◆ **Rows of box annotation data**:
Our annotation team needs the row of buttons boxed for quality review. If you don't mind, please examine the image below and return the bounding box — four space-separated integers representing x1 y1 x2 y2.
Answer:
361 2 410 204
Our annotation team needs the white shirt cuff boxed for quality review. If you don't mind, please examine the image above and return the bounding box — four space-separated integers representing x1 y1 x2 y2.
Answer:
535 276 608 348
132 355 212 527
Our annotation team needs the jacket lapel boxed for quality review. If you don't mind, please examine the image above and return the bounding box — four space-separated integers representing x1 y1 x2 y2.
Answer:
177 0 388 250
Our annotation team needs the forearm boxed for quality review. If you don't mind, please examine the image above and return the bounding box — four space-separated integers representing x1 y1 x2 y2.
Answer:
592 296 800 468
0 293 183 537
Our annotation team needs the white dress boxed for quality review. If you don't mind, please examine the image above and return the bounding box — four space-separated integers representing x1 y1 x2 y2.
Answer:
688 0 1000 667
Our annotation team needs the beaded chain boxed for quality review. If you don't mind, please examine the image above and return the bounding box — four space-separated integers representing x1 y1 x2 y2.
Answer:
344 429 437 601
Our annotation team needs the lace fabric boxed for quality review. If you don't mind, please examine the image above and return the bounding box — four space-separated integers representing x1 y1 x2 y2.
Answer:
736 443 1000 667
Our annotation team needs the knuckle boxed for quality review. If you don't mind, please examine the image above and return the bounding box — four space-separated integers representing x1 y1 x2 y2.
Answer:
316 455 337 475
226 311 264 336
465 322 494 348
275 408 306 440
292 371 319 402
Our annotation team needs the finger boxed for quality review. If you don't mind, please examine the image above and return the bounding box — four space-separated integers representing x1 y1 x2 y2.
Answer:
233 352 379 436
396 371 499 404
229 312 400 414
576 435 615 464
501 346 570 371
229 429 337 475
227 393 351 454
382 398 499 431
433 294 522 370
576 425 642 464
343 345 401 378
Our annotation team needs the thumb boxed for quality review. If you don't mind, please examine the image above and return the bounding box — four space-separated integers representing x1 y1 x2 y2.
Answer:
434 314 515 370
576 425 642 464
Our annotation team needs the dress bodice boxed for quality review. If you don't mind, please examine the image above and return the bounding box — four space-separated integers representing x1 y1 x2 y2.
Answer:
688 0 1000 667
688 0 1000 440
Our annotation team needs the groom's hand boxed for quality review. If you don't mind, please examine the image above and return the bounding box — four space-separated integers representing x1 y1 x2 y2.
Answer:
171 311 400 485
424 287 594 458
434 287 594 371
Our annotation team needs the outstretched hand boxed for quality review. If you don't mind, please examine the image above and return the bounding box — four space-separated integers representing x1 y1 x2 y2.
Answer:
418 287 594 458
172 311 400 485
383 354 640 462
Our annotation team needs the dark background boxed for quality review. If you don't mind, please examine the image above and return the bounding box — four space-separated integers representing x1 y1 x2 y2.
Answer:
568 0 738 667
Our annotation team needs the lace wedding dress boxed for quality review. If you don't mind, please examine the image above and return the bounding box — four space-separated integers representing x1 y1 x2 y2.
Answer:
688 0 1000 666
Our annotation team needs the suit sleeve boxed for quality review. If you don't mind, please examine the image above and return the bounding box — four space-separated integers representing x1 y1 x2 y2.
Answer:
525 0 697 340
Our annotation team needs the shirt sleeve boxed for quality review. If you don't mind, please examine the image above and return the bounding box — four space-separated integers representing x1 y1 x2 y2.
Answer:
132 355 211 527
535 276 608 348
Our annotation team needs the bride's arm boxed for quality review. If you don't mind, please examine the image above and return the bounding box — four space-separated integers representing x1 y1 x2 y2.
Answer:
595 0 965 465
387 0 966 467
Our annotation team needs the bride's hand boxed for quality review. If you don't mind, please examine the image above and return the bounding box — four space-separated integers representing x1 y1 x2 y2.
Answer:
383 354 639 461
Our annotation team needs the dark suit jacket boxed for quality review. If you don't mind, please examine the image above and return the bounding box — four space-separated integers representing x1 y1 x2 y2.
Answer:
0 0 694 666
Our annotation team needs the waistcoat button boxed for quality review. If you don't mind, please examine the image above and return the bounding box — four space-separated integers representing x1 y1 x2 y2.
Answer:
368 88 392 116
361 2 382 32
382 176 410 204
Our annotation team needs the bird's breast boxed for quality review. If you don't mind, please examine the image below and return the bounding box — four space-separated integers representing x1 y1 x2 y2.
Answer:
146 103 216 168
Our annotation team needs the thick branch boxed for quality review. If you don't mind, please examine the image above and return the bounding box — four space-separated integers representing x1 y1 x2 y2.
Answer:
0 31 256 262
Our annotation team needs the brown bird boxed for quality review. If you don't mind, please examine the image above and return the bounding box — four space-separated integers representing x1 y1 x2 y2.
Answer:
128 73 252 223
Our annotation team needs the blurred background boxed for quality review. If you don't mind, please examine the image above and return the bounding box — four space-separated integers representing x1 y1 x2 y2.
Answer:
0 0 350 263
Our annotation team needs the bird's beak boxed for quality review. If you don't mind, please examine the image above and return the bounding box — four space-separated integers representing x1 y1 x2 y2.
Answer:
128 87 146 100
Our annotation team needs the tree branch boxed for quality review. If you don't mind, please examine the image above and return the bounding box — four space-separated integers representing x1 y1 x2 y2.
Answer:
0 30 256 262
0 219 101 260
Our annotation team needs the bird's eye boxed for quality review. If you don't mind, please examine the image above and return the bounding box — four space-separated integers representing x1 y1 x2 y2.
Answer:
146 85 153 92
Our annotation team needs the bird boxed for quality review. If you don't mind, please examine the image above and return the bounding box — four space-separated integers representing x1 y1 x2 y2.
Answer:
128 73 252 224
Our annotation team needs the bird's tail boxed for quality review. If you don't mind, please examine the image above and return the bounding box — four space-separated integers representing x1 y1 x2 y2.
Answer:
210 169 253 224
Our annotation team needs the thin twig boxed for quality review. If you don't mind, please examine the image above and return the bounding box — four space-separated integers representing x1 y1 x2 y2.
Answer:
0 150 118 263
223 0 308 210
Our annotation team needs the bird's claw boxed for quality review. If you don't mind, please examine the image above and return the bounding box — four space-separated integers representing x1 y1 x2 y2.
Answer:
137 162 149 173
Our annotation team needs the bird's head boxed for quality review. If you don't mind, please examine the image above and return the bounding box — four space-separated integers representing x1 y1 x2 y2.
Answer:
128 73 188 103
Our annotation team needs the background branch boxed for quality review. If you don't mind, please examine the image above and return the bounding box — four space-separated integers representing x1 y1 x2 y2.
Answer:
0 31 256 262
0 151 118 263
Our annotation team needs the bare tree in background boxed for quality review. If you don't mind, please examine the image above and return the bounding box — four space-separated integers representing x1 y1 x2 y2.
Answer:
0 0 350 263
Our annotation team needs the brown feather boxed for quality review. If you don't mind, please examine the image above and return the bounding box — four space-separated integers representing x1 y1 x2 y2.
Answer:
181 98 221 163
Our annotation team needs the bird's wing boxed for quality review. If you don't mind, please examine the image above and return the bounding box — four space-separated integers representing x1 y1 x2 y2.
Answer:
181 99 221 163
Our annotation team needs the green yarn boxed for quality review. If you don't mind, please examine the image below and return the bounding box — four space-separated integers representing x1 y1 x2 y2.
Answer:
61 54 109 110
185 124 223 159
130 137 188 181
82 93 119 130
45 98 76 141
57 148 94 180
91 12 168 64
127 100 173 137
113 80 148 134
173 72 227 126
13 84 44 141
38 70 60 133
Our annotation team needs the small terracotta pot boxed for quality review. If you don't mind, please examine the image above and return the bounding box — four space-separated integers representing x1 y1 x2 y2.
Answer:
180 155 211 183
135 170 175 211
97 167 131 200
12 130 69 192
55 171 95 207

◆ **Exercise goal**:
Copy all of the material above line for line, with no changes.

◆ **Finished task**:
Our annotation team needs the row of buttons boxed for quality review. If you don't mind, please examine the image below and return the bounding box — four space-separated integers representing x1 y1 x2 y2.
Answer:
361 2 410 204
Our annotation team needs the white shirt cuff boxed for quality review. If you don't mind, please examine the image above and return the bounding box — four space-separated integers representing x1 y1 x2 y2.
Answer:
535 276 608 348
132 355 212 527
Our annotation team needs the jacket lapel boxed for quality review. If you don't mind, please examine the image above and return the bounding box — four space-separated integers representing x1 y1 x2 y2.
Answer:
177 0 388 250
Our annotation team needs the forearm boxed for quality review. If you don't mind, please examine the image above and return the bounding box — four space-separated integers representing x1 y1 x2 y2.
Answer:
592 296 800 468
0 293 183 537
Our annotation team needs the white dress boxed for quality review. If you don't mind, please examine the image above and return the bounding box — four space-separated integers representing x1 y1 x2 y2.
Answer:
688 0 1000 667
Our annotation team needs the beaded chain boxed for quality review. If you don't mind, please examine the image above and return the bounding box — four space-separated integers representing x1 y1 x2 y2.
Answer:
344 429 437 601
Our annotation team needs the lace fabric boxed for quality review. If you don't mind, please examine the image above and return the bounding box — four space-separated integers representing x1 y1 x2 y2.
Answer:
736 443 1000 667
Our annotation team needs the knuckle boxed for quality review. If you don't mind, please examine the image above and return the bounding box — four space-separated integers representing x1 y1 x2 y2.
Answer:
316 455 337 475
226 311 264 336
465 322 494 348
275 408 306 440
292 371 319 402
Our annotation team needs the finger boxed for quality review. If you don't mind, please examine the image above and return the bounding box — four space-separated integers representing x1 y1 x2 y2.
Answer:
233 352 379 436
396 371 499 404
229 312 400 414
576 435 615 464
501 346 570 371
229 429 337 475
227 393 351 454
382 398 499 431
433 294 522 370
576 425 642 464
343 345 401 378
Our annotation team needs the thumb boxed for quality review. If you don't mind, please examine the image above and return the bounding box — four space-separated integers representing x1 y1 x2 y2.
Answer:
434 314 515 370
576 425 642 464
Our annotation team needs the dress bodice boxed for quality review. If you don't mind, please examine the image above and return the bounding box — four space-separated integers representing x1 y1 x2 y2.
Answer:
688 0 1000 667
688 0 1000 440
Our annotation team needs the groom's hand boxed for quality review. If you don't mind, please examine the image above and return the bounding box — four space-separated integers representing x1 y1 x2 y2.
Answer:
171 311 400 485
424 287 594 458
434 287 594 371
Our annotation team needs the outstretched hand boxed for quality review. If you don't mind, please examine the image above and return the bounding box — four space-separated integers representing x1 y1 x2 y2.
Answer:
418 287 594 458
172 311 400 485
383 354 640 462
Our annotation team needs the dark background boxed for quality review. If you don't mind, please examine the image above and return the bounding box — four space-separated integers representing x1 y1 x2 y2.
Answer:
568 0 738 667
Our annotation team needs the lace wedding dress boxed for quality review. If you don't mind, please examine the image above and return the bounding box — four space-separated integers representing x1 y1 x2 y2.
Answer:
688 0 1000 666
Our annotation team needs the suit sleeve boxed for quality review. If you don't mind, please examine the image above and return the bounding box — four space-separated integers representing x1 y1 x2 y2.
Answer:
525 0 697 340
Our annotation team needs the shirt sleeve boxed for quality review. If you don't mind, please examine the image above and return the bounding box — four space-separated integers representing x1 y1 x2 y2.
Answer:
132 355 211 527
535 276 608 348
Our annotation team needs the bride's arm boxed for quality review. If you don't mind, please examine the image above and return the bounding box — four space-separated integers representing x1 y1 x2 y2.
Answer:
595 0 965 465
387 0 966 467
Our annotation team needs the bride's hand boxed for quality review. If you don't mind, please examine the image above and return the bounding box — four space-separated integers representing x1 y1 x2 y2.
Answer:
383 354 639 461
Our annotation team needs the dark suit jacket boxed for quality review. If you don't mind, please examine the image above and return the bounding box — four space-separated integers representing x1 y1 x2 y2.
Answer:
0 0 694 666
Our annotation team needs the waistcoat button boxed for quality review. If you don't mind, please examine the image above and return the bounding box — four space-separated integers representing x1 y1 x2 y2.
Answer:
368 88 392 116
361 2 382 32
382 176 410 204
Our annotation team needs the bird's breast boxed for quality review. If you don't mind, please examine the image below and return the bounding box — four space-separated integers representing x1 y1 x2 y2.
Answer:
146 103 216 168
Our annotation team needs the thick branch boxed for quality review. If you don't mind, please examine the image above and return the bounding box — four space-separated integers representing x1 y1 x2 y2.
Answer:
0 31 256 262
Our annotation team needs the brown bird boxed for quality review. If you don't mind, please examine the image above and return the bounding box — four space-separated integers representing x1 y1 x2 y2.
Answer:
128 73 252 223
Our annotation team needs the blurred background boxed for quality review. If you don't mind, please examine the image above and return the bounding box — four space-separated integers representing x1 y1 x2 y2.
Answer:
0 0 350 263
Our annotation team needs the bird's beak boxed for quality review. If you don't mind, please examine the image above and return the bounding box — four space-separated integers representing x1 y1 x2 y2.
Answer:
128 87 146 100
Our annotation team needs the tree branch boxed for quality review. If you don't mind, please examine the image above and return the bounding box — four space-separated integers representing x1 y1 x2 y2.
Answer:
0 30 256 262
0 219 101 260
Our annotation team needs the bird's eye boxed for quality review. If you don't mind, please examine the image above and return the bounding box — four space-separated integers representing x1 y1 x2 y2.
Answer:
146 85 153 92
Our annotation team needs the bird boxed for quality review. If you don't mind, please examine the image above and return the bounding box — four space-separated integers representing x1 y1 x2 y2.
Answer:
128 73 252 224
Our annotation team needs the bird's tail boxed for quality review. If you don't mind, please examine the image above and return the bounding box — four space-separated integers representing x1 y1 x2 y2.
Answer:
210 169 253 224
Our annotation team needs the thin twig boxed for quality review. If you don't mind, please examine the image above and return the bounding box — four space-separated integers representing x1 y1 x2 y2.
Answer:
0 150 118 263
223 0 308 210
Our annotation team needs the bird's claw boxed for quality review. If you don't mind, please examine the image above and return the bounding box — four space-separated integers representing x1 y1 x2 y2.
Answer:
137 162 149 173
Our annotation team needs the bird's head boxed for quality review. If you don't mind, please examine the image above and return the bounding box — four space-separated integers representing x1 y1 x2 y2.
Answer:
128 73 188 103
Our annotation team needs the background branch boxed for quality review. If you don't mind, please examine the image above and return the bounding box — four space-separated integers representing x1 y1 x2 y2.
Answer:
0 31 256 262
0 151 118 263
Our annotation team needs the bare tree in background boxed for quality review. If you don't mind, please examine the image above and return the bounding box — four space-separated integers representing x1 y1 x2 y2.
Answer:
0 0 350 263
Our annotation team needs the brown feather boxed for quality review. If you don't mind, please examine the image above and return the bounding box — four space-separated integers representing x1 y1 x2 y2.
Answer:
181 98 221 163
Our annotation team needs the bird's wing boxed for quality review. If you don't mind, please examine the image above and return the bounding box — four space-separated integers representing x1 y1 x2 y2.
Answer:
181 99 221 163
Our annotation team needs the green yarn boxed for quality review. If you don't mind, please examine the image below and return the bounding box — four space-separated integers representing x1 y1 x2 y2.
Answer:
61 54 109 110
185 124 223 159
130 137 188 181
82 93 119 130
45 98 76 141
57 148 94 180
91 12 168 64
127 100 173 137
113 80 148 134
173 72 227 126
13 84 44 141
38 70 60 133
Our annotation team needs the small terracotta pot boxed for quality review. If you don't mind, please examine the image above and return the bounding box — four space-separated integers representing x1 y1 x2 y2.
Answer:
180 155 211 183
135 170 175 211
97 167 131 200
12 130 69 192
55 171 95 207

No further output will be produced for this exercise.